> Tarefa:
Devolva sem nenhuma alteração todas as linhas dos dados, desde a que contém "like [829, 479]." até o fim dos dados, incluindo a primeira e a última.

☆ ☆ ☆ ☆ ☆ ☆ ☆

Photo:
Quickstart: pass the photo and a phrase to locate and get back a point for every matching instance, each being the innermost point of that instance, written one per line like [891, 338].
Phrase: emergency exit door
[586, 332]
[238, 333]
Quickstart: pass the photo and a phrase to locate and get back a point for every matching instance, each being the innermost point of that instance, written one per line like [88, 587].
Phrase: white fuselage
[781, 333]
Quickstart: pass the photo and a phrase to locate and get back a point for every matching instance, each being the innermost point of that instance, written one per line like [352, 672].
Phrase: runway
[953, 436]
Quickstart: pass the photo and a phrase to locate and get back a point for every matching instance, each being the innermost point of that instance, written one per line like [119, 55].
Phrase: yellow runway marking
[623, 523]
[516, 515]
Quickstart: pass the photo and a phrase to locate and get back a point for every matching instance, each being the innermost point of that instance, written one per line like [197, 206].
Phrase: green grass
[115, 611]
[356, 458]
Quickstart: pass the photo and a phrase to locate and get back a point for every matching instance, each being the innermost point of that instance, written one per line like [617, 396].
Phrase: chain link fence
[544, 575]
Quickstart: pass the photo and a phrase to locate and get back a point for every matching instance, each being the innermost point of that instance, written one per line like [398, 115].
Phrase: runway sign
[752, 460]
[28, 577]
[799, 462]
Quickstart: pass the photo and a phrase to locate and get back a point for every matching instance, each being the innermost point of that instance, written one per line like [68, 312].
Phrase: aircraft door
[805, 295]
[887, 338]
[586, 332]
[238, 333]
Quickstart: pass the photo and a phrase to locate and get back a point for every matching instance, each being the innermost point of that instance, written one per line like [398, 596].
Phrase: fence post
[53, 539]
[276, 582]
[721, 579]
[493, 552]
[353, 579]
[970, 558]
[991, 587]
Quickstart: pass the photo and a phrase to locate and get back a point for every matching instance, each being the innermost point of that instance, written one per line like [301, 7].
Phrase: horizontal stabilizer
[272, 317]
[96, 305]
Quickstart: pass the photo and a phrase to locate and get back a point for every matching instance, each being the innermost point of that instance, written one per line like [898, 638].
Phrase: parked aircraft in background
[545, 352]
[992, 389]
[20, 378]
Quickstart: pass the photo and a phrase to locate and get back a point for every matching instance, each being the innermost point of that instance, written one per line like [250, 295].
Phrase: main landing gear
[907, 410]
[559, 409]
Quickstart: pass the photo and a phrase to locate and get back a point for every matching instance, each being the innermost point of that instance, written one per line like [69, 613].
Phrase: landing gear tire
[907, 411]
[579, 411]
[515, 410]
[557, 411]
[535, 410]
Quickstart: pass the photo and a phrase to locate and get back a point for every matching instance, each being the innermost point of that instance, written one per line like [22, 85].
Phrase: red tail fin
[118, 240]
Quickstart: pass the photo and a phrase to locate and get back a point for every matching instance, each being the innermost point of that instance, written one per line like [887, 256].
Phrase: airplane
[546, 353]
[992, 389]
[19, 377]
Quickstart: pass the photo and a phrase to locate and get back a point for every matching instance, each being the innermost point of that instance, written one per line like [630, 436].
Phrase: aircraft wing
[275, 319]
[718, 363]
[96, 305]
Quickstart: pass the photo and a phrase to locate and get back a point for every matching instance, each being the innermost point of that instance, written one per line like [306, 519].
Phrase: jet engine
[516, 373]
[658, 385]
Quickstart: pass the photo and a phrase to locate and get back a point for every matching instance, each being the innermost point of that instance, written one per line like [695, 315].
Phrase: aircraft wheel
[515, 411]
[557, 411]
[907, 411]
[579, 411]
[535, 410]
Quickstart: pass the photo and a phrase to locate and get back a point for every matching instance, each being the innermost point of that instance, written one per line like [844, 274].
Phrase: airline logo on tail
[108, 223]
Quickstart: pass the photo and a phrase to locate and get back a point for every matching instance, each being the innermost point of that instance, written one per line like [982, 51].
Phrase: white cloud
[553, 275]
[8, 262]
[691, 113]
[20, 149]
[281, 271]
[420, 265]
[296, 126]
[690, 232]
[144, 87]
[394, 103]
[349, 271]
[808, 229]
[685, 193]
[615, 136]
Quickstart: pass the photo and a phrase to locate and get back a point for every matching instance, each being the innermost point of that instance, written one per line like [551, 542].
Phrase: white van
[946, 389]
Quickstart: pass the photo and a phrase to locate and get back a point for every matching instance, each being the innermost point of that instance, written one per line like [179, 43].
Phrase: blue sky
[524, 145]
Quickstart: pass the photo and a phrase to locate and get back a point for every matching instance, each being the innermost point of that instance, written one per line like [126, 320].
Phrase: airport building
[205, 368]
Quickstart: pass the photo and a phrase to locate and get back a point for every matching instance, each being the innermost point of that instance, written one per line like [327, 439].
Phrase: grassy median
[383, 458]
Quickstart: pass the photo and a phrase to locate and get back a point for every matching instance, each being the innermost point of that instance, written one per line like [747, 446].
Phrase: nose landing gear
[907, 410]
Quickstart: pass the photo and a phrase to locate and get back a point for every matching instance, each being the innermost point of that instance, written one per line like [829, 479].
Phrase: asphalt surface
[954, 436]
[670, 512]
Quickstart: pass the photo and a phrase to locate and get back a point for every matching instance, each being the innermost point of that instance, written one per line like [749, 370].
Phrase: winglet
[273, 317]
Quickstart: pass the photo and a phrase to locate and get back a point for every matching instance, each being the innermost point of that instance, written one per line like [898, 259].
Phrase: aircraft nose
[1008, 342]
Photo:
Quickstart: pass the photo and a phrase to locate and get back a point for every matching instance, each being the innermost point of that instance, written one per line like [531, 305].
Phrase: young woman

☆ ☆ ☆ ☆ ☆ ☆ ☆

> Resposta da tarefa:
Quickstart: pass the photo and a phrase to locate and get back a point for every matching instance, each being the innermost point of that instance, written one per line like [829, 479].
Phrase: asphalt surface
[954, 436]
[670, 512]
Quickstart: pass the photo and a phrase to locate and get back a point for every matching instance, each being the innermost point of that instance, written one per line like [749, 370].
Phrase: winglet
[273, 317]
Quickstart: pass the photo and a phrase to locate and get back a point for every matching instance, each being the innermost point of that instance, written one per line like [898, 259].
Phrase: aircraft nose
[1008, 342]
Photo:
Quickstart: pass the photo and a phrase to locate and get back a point for every matching instance, each being the innermost point of that instance, written one per line like [531, 305].
Phrase: young woman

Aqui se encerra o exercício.